▶ _Supplied records_:
■ ■ ■ ■
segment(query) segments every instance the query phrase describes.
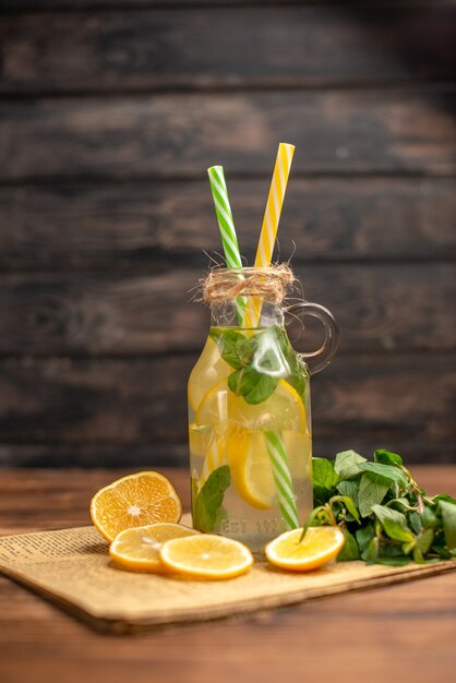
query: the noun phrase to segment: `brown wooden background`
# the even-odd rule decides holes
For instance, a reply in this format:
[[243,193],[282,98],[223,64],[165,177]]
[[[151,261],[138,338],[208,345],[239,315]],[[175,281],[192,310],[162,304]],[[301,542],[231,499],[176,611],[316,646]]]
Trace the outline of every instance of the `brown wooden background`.
[[455,2],[0,5],[1,464],[187,462],[205,169],[252,259],[279,141],[280,255],[341,333],[315,454],[456,459]]

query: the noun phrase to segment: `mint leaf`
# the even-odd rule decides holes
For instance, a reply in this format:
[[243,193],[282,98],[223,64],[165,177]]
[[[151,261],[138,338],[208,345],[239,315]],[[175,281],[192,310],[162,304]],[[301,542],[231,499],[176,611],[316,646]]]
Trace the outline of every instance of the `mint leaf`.
[[238,396],[251,405],[257,405],[266,400],[278,384],[278,378],[257,372],[248,367],[232,372],[228,378],[228,386]]
[[398,467],[395,467],[394,465],[382,465],[381,463],[365,462],[365,463],[360,463],[358,467],[360,470],[364,472],[365,471],[373,472],[374,475],[377,475],[379,477],[383,477],[383,479],[386,479],[391,482],[394,481],[395,483],[399,484],[401,488],[407,487],[406,474]]
[[248,339],[235,329],[211,329],[211,337],[216,342],[221,358],[235,370],[249,366],[256,350],[256,337]]
[[349,498],[351,498],[355,505],[359,507],[359,484],[357,481],[347,481],[346,479],[343,479],[343,481],[339,481],[336,489],[340,493],[340,495],[348,495]]
[[323,505],[335,493],[339,480],[333,463],[326,458],[312,458],[312,479],[314,503]]
[[375,531],[372,524],[368,524],[365,527],[357,529],[355,536],[357,538],[360,551],[364,552],[368,549],[369,543],[375,536]]
[[425,555],[429,552],[429,549],[431,548],[433,540],[434,540],[433,529],[423,529],[417,536],[417,546],[423,555]]
[[345,536],[345,543],[341,551],[337,555],[337,562],[347,562],[348,560],[359,560],[359,548],[357,539],[347,527],[341,528]]
[[377,448],[374,452],[374,463],[381,463],[383,465],[401,465],[403,458],[397,453],[385,451],[384,448]]
[[442,513],[443,532],[445,534],[446,547],[451,551],[456,548],[456,505],[454,503],[440,500],[439,508]]
[[228,465],[215,469],[207,478],[193,504],[193,524],[200,531],[214,530],[225,491],[231,481]]
[[439,493],[439,495],[434,495],[432,502],[439,503],[439,501],[446,501],[447,503],[453,503],[453,505],[456,505],[456,499],[454,499],[453,495],[448,495],[448,493]]
[[359,522],[357,506],[349,495],[336,495],[333,498],[333,501],[343,503],[346,506],[347,511],[350,513],[350,515],[353,517],[353,519],[356,522]]
[[387,479],[379,477],[374,472],[363,472],[358,491],[358,506],[361,517],[368,517],[372,512],[372,505],[379,505],[383,502],[389,486]]
[[376,536],[369,543],[365,553],[363,554],[363,559],[368,564],[375,564],[379,560],[379,539]]
[[372,512],[382,524],[389,538],[405,543],[415,540],[413,534],[408,528],[407,518],[403,513],[386,507],[385,505],[372,505]]
[[338,474],[339,479],[350,479],[359,475],[358,465],[365,462],[367,459],[355,451],[343,451],[343,453],[336,455],[334,469]]

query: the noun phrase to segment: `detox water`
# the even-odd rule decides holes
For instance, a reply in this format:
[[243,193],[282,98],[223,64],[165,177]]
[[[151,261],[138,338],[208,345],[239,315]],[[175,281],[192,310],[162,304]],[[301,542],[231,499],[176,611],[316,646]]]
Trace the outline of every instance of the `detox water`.
[[213,326],[189,380],[193,526],[254,552],[312,510],[310,373],[283,326]]

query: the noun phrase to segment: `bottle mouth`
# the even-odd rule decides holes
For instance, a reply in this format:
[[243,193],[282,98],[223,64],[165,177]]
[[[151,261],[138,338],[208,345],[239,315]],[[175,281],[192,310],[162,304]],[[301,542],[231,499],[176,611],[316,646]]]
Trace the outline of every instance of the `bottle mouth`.
[[295,283],[291,268],[285,263],[267,267],[212,268],[202,281],[203,301],[215,303],[237,297],[260,297],[281,303]]

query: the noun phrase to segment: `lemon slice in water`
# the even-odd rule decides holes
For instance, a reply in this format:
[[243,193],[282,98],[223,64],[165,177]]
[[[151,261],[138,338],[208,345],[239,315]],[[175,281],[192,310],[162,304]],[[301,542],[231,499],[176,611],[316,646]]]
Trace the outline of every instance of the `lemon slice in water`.
[[199,426],[224,423],[249,430],[305,432],[305,408],[298,392],[279,380],[274,392],[260,404],[248,404],[228,388],[226,379],[212,386],[196,410]]
[[227,436],[226,444],[232,482],[239,495],[253,507],[272,507],[276,487],[264,435],[238,428]]

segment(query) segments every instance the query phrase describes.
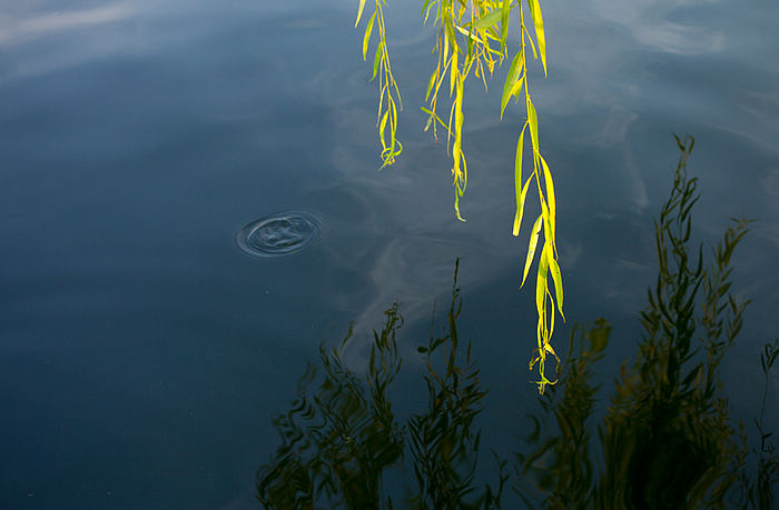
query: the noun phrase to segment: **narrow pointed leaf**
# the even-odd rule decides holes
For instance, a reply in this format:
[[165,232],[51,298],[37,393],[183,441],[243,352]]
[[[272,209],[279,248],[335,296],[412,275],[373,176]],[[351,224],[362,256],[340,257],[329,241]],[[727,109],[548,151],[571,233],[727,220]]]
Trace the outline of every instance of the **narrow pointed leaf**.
■ ■ ■ ■
▶ _Exercise instructions_:
Nothing but the pictures may be dropped; output the records above exactly.

▶ _Result for this task_:
segment(query) segments every instance the query phrase describes.
query: the noun phrase to segment: `brown wooden background`
# the even-odd rule decides holes
For instance, a reply in this format:
[[243,193],[282,98],[223,64],[165,177]]
[[[151,261],[138,338],[208,345],[239,315]],[[175,281],[192,310],[162,304]],[[301,542],[231,499],[176,611],[316,646]]]
Trace the outline of every instance of the `brown wooden background`.
[[455,2],[0,5],[1,464],[187,462],[205,169],[252,259],[279,141],[280,255],[341,333],[315,454],[456,459]]

query: the noun phrase to segment: `mint leaf`
# the even-odd rule decides holes
For instance, a reply in this format:
[[243,193],[282,98],[223,64],[165,177]]
[[[151,261],[138,338],[208,345],[239,315]],[[175,281],[192,310],[162,304]],[[301,542],[231,499],[176,611],[316,646]]]
Trace the outline of every instance of the `mint leaf`.
[[238,396],[251,405],[257,405],[266,400],[278,384],[278,378],[257,372],[248,367],[232,372],[228,378],[228,386]]
[[398,467],[395,467],[394,465],[382,465],[381,463],[365,462],[365,463],[360,463],[358,467],[360,470],[364,472],[365,471],[373,472],[374,475],[377,475],[379,477],[383,477],[383,479],[386,479],[391,482],[394,481],[395,483],[399,484],[401,488],[407,487],[406,474]]
[[248,339],[235,329],[211,329],[211,337],[216,342],[221,358],[235,370],[249,366],[256,350],[256,337]]
[[349,498],[351,498],[355,505],[359,507],[359,484],[357,481],[347,481],[346,479],[343,479],[343,481],[339,481],[336,489],[340,493],[340,495],[348,495]]
[[323,505],[335,493],[339,480],[333,463],[326,458],[312,458],[312,479],[314,503]]
[[375,531],[372,524],[368,524],[365,527],[357,529],[355,536],[357,538],[360,551],[364,552],[368,549],[369,543],[375,536]]
[[425,555],[429,552],[429,549],[431,548],[433,540],[434,540],[433,529],[423,529],[417,536],[417,546],[423,555]]
[[345,536],[345,543],[341,551],[337,555],[337,562],[347,562],[348,560],[359,560],[359,548],[357,539],[347,527],[341,528]]
[[377,448],[374,452],[374,463],[381,463],[383,465],[401,465],[403,458],[397,453],[385,451],[384,448]]
[[442,513],[443,532],[445,534],[446,547],[451,551],[456,548],[456,505],[454,503],[440,500],[439,508]]
[[228,465],[215,469],[207,478],[193,504],[193,524],[200,531],[214,530],[225,491],[231,481]]
[[439,493],[439,495],[434,495],[432,502],[439,503],[439,501],[446,501],[447,503],[453,503],[453,505],[456,505],[456,499],[454,499],[453,495],[448,495],[448,493]]
[[359,522],[357,506],[349,495],[336,495],[333,498],[333,501],[343,503],[346,506],[347,511],[350,513],[350,515],[353,517],[353,519],[356,522]]
[[387,479],[379,477],[374,472],[363,472],[358,491],[358,506],[361,517],[368,517],[372,512],[372,505],[379,505],[383,502],[389,486]]
[[376,536],[369,543],[365,553],[363,554],[363,559],[368,564],[375,564],[379,560],[379,539]]
[[372,512],[382,524],[389,538],[405,543],[415,540],[413,534],[408,528],[407,518],[403,513],[386,507],[385,505],[372,505]]
[[338,474],[339,479],[350,479],[359,475],[358,465],[365,462],[367,459],[355,451],[343,451],[343,453],[336,455],[334,469]]

query: the noun phrase to segment: `detox water`
# the even-odd rule decides holes
For instance, a reply in this format:
[[243,193],[282,98],[223,64],[165,177]]
[[[151,261],[138,338],[208,345],[239,315]],[[175,281],[192,310],[162,304]],[[301,542],[231,499],[176,611],[316,646]]]
Trace the outline of every instance of the `detox water`.
[[213,326],[189,380],[193,526],[254,552],[312,510],[310,373],[283,326]]

query: the noun phrase to segment: `bottle mouth`
# the even-odd rule decides holes
For instance, a reply in this format:
[[243,193],[282,98],[223,64],[165,177]]
[[[151,261],[138,338],[208,345],[239,315]],[[175,281],[192,310],[162,304]],[[301,542],[231,499],[176,611],[316,646]]]
Trace the outline of every instance of the `bottle mouth`.
[[295,283],[291,268],[285,263],[267,267],[212,268],[202,281],[203,301],[215,303],[237,297],[260,297],[281,303]]

query: the noun phrase to segment: `lemon slice in water`
# the even-odd rule decides holes
For instance, a reply in this format:
[[243,193],[282,98],[223,64],[165,177]]
[[[151,261],[138,338],[208,345],[239,315]],[[175,281],[192,310],[162,304]],[[301,542],[231,499],[176,611],[316,646]]]
Trace the outline of every instance of the `lemon slice in water`.
[[199,426],[224,423],[249,430],[305,432],[305,408],[298,392],[279,380],[274,392],[260,404],[248,404],[228,388],[226,379],[212,386],[196,410]]
[[227,436],[226,444],[232,482],[239,495],[253,507],[272,507],[276,487],[264,435],[238,428]]

segment(query) segments every instance the query phrase describes.
query: the noun phrase to segment: **narrow pointed leaf**
# the even-odd rule decides holes
For instance, a reply in this format:
[[165,232],[51,298],[37,393],[183,441],[243,352]]
[[[272,209],[279,248],[335,296],[412,275],[373,176]],[[351,224],[362,256],[340,257],[329,241]],[[727,109],[548,151],[571,233],[727,220]]]
Trace the outline of every instance of the **narrow pointed leaf**.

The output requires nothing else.